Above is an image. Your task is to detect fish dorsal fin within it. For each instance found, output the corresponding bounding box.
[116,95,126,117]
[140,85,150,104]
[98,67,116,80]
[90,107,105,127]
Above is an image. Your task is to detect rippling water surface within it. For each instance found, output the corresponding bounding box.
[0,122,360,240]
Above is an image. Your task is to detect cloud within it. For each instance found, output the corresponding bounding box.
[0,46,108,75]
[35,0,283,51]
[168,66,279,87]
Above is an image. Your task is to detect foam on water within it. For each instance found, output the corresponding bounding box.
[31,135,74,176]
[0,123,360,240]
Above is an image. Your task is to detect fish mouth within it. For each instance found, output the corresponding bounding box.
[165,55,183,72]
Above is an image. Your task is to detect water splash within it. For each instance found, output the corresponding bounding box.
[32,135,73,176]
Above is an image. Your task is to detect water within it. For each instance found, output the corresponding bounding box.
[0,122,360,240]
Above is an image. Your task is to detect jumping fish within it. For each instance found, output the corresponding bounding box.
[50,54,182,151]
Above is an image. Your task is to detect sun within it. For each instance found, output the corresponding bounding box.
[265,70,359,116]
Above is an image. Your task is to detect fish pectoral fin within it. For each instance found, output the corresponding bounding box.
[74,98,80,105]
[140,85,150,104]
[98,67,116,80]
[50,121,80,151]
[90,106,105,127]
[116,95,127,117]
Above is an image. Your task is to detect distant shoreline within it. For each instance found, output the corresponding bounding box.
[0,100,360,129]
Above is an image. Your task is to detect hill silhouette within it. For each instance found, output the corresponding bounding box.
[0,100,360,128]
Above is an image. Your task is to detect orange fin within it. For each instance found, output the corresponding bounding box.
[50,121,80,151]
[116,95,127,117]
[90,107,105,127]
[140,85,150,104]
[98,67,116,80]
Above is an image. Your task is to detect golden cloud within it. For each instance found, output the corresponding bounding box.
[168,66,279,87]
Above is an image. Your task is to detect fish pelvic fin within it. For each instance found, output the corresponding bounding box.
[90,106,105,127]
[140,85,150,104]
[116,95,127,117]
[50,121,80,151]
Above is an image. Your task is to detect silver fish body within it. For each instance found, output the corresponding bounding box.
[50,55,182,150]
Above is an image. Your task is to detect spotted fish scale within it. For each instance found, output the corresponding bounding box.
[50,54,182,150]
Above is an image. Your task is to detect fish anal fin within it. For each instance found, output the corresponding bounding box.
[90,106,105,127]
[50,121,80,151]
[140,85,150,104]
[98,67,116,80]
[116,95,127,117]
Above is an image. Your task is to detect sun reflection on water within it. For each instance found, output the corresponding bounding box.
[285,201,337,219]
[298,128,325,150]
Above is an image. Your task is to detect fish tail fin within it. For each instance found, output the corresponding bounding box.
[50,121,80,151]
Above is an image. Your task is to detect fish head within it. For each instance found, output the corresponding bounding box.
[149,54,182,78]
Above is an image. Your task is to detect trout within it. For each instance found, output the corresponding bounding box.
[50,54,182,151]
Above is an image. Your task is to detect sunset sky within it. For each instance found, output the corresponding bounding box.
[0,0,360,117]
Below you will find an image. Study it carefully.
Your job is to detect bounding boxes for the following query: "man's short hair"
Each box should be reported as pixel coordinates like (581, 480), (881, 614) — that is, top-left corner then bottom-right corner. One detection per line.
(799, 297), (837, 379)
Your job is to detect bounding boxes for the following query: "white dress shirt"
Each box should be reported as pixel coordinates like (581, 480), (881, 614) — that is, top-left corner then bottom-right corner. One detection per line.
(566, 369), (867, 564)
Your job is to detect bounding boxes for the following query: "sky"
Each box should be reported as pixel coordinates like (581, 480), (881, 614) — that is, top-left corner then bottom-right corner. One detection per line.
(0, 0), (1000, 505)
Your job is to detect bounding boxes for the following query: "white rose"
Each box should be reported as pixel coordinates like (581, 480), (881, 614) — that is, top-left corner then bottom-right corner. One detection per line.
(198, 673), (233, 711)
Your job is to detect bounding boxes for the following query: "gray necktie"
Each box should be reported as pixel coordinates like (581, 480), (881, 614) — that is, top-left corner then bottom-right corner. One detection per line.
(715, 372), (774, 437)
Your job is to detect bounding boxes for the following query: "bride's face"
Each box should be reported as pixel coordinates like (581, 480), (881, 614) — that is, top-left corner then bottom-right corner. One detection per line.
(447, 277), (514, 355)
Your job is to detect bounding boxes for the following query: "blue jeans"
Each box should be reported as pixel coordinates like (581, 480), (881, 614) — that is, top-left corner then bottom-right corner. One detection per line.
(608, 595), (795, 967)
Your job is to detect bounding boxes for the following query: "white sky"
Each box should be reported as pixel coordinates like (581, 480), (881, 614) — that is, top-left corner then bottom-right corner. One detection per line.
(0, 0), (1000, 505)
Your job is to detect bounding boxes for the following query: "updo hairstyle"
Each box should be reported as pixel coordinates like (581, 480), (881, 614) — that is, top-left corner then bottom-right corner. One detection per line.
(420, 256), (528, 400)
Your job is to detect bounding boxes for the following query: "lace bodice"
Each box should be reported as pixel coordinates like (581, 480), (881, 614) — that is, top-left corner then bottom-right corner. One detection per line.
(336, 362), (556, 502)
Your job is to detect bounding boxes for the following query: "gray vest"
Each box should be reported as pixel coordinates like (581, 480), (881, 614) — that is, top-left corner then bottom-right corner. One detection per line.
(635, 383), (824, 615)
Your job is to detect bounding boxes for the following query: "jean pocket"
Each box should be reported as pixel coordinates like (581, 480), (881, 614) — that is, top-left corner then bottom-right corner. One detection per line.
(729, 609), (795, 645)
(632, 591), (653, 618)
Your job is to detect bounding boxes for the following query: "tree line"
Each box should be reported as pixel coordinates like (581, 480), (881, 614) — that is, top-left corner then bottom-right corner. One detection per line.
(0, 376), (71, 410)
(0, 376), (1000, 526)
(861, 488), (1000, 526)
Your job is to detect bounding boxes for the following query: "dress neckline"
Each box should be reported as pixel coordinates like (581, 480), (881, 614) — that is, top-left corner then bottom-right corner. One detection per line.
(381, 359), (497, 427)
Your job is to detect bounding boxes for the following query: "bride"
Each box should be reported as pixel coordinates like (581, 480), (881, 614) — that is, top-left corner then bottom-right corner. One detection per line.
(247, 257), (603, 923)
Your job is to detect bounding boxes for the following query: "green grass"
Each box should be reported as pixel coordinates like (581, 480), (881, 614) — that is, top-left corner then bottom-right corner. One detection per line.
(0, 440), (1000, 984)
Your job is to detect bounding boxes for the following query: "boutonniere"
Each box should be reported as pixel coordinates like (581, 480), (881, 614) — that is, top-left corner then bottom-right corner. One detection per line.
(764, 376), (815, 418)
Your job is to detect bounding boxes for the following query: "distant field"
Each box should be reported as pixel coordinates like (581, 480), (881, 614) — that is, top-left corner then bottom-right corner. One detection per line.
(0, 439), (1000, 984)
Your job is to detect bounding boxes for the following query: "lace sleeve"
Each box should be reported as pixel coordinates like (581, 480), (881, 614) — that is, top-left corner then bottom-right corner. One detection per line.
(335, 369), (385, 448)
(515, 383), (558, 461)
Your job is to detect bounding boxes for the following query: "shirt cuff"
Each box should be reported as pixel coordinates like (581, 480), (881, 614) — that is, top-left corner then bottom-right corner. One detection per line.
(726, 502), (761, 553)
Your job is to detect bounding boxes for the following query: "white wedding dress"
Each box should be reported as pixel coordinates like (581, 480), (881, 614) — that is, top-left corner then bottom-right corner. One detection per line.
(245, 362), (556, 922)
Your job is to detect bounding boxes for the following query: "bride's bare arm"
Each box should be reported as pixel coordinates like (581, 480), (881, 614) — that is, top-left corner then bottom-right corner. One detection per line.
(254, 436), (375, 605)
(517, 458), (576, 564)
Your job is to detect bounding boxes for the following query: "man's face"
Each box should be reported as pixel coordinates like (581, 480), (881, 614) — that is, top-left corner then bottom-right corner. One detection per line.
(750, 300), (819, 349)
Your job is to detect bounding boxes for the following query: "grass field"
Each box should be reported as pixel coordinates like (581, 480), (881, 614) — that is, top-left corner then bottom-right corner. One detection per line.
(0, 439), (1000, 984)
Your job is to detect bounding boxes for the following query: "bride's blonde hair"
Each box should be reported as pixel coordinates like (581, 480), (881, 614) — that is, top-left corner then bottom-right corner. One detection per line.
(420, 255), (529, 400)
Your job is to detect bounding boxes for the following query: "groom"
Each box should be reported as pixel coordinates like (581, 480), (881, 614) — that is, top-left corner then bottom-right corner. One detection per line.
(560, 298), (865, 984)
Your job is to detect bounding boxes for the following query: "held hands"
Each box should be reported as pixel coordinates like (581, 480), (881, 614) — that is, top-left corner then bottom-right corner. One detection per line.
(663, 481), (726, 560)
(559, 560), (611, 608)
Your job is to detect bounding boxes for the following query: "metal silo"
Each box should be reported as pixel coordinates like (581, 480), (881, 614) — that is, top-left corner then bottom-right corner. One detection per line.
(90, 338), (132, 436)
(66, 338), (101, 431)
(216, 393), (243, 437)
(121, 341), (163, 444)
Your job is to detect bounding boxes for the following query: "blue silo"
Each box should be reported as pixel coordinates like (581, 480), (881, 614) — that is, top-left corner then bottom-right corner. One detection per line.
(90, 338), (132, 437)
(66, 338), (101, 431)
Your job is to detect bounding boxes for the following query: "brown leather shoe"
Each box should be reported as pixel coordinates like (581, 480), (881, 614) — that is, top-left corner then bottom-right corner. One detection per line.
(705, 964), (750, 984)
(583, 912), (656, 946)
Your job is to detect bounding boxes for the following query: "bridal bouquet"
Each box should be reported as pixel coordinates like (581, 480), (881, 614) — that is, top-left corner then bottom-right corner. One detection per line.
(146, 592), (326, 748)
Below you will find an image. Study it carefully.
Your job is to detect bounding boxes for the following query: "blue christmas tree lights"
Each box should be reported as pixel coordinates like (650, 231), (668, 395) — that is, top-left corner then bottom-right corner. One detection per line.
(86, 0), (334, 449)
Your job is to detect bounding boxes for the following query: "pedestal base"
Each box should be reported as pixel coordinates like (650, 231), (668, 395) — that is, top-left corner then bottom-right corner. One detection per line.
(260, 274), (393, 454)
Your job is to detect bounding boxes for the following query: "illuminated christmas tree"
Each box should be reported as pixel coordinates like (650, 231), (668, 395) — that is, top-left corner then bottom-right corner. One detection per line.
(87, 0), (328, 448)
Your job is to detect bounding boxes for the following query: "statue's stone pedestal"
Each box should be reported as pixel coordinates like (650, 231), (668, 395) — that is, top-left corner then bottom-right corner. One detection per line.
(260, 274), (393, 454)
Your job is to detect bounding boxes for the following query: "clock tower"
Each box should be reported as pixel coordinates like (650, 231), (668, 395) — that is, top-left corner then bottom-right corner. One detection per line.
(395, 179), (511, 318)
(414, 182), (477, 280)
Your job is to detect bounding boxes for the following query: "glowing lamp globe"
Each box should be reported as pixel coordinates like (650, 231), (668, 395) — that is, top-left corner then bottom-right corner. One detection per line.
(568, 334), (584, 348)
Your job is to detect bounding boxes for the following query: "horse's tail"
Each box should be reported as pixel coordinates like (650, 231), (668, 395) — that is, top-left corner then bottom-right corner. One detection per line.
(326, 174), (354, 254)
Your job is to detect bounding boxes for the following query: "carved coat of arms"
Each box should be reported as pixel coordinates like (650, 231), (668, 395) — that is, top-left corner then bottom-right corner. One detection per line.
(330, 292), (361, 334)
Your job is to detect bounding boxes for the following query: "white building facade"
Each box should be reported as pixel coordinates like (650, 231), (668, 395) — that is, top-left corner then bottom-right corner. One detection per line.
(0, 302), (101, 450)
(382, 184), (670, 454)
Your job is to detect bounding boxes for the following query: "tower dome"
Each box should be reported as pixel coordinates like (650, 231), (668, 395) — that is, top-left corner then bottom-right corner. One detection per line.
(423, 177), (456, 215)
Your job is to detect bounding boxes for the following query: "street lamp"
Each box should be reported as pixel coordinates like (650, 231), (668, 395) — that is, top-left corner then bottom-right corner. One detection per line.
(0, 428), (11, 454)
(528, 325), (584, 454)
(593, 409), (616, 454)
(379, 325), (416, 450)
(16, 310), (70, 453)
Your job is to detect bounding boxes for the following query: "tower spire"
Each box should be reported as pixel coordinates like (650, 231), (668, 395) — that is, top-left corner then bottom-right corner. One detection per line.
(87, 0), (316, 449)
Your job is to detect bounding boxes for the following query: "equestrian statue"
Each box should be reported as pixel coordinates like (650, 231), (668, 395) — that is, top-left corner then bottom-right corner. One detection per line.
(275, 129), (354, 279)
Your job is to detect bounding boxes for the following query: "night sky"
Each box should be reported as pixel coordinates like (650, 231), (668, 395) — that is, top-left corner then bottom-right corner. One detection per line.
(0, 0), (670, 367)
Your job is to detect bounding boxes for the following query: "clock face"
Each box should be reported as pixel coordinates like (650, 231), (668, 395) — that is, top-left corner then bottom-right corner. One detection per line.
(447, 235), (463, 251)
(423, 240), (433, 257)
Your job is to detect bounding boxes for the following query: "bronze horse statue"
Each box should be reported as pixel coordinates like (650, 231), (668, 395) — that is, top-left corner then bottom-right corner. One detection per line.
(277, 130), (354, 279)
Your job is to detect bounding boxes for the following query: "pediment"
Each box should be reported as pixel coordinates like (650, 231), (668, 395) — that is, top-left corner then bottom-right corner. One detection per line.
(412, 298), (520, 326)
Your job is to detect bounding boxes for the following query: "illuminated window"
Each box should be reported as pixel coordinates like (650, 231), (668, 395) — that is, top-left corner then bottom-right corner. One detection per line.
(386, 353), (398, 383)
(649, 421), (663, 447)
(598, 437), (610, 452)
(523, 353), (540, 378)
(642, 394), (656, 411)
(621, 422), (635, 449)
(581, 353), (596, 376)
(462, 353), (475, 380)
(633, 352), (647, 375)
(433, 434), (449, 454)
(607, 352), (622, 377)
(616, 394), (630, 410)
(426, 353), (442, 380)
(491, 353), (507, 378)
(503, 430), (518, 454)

━━━━━━━━━━

TASK REQUIREMENTS.
Rewrite the part that opens with the line containing "Above is an image. Your task is to detect golden" and closes with the line containing "[50,54,182,150]", replacing "pelvic" with "ventral" and leaving everything else unchanged.

ANSWER TO THE PROBLEM.
Above is an image. Your task is to detect golden cloud within it. For each instance found, output the corresponding bounding box.
[168,66,279,87]
Above is an image. Your task is to detect fish ventral fin within it. For each instance found, output the corresponding bounding box.
[90,106,105,127]
[140,85,150,104]
[116,95,127,117]
[50,121,80,151]
Above is an image. Your task is to detect silver fish body within it. For each instance found, output the corresponding bounding box.
[50,55,182,150]
Above is an image. Your task is to detect spotted fish scale within it. For each instance found, output the corresponding bounding box.
[50,54,182,150]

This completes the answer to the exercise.